ASSIGNMENT
Copy, word for word, the part of the post below about an ovarian cyst between "Today I was" and "read that correctly.", inclusive.

SUPPLIED PASSAGE
——
Someone give me a break.

I am not a woe is me kinda gal; I’m a Pick myself up, up and at ’em kinda gal.
Today has pushed me to a limit I did not know I had.
I was this close *puts fingers together so they are almost touching* to having a mental break down. To going to the nearest bar, getting so smashed off my face that I couldn’t see. To going back home to bed, flippin’ the middle finger to the world and not emerging for a very long time.

Today I was told that I have a cyst on my ovary. That they usually go away by themselves but mine is so big I require surgery to remove it.
Yes.
You have read that correctly.
Another surgery.

It can be removed laparoscopically (key hole) or by opening up a small area by my pubic bone. My cyst is so large that its looking to be the second option. There is the choice of going key hole and draining the cyst but my dear cyst has built chambers within it so it can’t be drained.

When my gynecologyst told me I would most probably have to have surgery I laughed. She said she was sorry and couldn’t believe I was taking the news so well.
What else could I have done?
Burst into tears and say “why me?” No its just not my style.

I won’t lie to you all, I am very upset about this. If we’re going on the basis of karma, I have done nothing wrong to deserve this constant stream of shit.
If its fate and my life is mapped out before me and I am meant to be going through this to somehow achieve something, I’d rather sit this one out thanks. Unless the trials are to be superwoman or some sort of bionic lady, its not worth it.
Four surgeries in under two years.

As this surgery is not laparascopic it means I will have increased recovery time. In relation to my running it means I will have to sit out 12 weeks.
3 months.
How am I meant to train for a 10k if I can’t train for 3 months?

All day my mind was a mess. How do I pick myself up after this? How am I meant to do what I usually do, give myself a pep talk and battle on through when all I keep thinking is why? What have I done to deserve this?
All I wanted from life was to go to uni, get a degree, go travelling and then get an acting job. I love to act, its my passion and I wanted to do something that I loved. I wanted to settle down with someone I loved and just earn a living doing something I enjoyed.
Why is it that so many people go through life with the things that they want just landing in their lap with no complications?

Today I had a choice. I could break down or I could pick myself up and I could get on with it.
And without realising, I had already picked myself up and got on with it. How? Because I laughed when the Dr told me I had to have surgery. I didn’t cry, I didn’t go silent I just laughed and said “wow” and asked some questions.

As much as I want to sit cry and eat a crap load of ice cream (which by the way I can’t do because my pouch will get angry) I know deep down I won’t because its just not me.
I’m starting believe that not everything happens for a reason, but just because it is happening does not mean I can’t do something with it.

My life right now is totally messed. My health is in tatters and I’m a teensy bit scared that I might not have a job at the end of it. I am after all still on probation and 4 hospital appointments in the space of two weeks with an impending surgery, would you still want me on your books?

But fuck it man. This is happening and I have no means to control it so I might as well make the best out of a bad situation. I have amazing friends and family, I have a wonderful boyfriend who has supported me through some seriously bad times.

In relation to my running journey, sure I may not be able to run it completely, I may have to walk the majority, but I will make sure I will be in that race.
You will see me cross that finish line with a smile on my face, because even though I have had the worst luck, and a whole heap of shit thrown in my face, I have set my mind on achieving something and I will see it through to the end. I am not a quitter. I am a fighter and I’ve always said I won’t let colitis beat me so why would I let something as small as a cyst stop me?
——
RAW DATA
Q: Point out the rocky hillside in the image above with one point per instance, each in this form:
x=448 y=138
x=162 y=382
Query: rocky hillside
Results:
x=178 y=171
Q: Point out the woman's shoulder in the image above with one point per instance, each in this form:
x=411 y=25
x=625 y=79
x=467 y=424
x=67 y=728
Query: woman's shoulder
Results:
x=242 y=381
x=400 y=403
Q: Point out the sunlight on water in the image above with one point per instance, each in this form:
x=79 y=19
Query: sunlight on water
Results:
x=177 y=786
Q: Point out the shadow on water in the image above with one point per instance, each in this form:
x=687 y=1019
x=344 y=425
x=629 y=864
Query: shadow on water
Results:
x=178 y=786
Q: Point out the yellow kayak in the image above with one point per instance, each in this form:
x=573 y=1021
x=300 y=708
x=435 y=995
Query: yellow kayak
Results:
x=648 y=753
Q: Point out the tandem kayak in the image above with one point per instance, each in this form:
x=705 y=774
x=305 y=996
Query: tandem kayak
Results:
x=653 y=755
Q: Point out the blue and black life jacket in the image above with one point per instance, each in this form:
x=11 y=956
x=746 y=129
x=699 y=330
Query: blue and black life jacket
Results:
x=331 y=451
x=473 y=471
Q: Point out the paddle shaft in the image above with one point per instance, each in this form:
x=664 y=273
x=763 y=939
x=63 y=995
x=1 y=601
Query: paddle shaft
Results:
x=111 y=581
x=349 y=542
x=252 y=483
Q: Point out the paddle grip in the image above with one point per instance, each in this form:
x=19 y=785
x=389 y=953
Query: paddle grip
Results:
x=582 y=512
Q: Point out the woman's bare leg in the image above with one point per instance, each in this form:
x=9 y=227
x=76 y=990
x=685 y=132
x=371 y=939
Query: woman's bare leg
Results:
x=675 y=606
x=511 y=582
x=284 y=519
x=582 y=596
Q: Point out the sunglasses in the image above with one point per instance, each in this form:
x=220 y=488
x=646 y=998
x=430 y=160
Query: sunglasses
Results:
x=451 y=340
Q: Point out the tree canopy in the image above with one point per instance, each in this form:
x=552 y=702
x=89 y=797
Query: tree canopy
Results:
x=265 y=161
——
EXERCISE OUTPUT
Today I was told that I have a cyst on my ovary. That they usually go away by themselves but mine is so big I require surgery to remove it.
Yes.
You have read that correctly.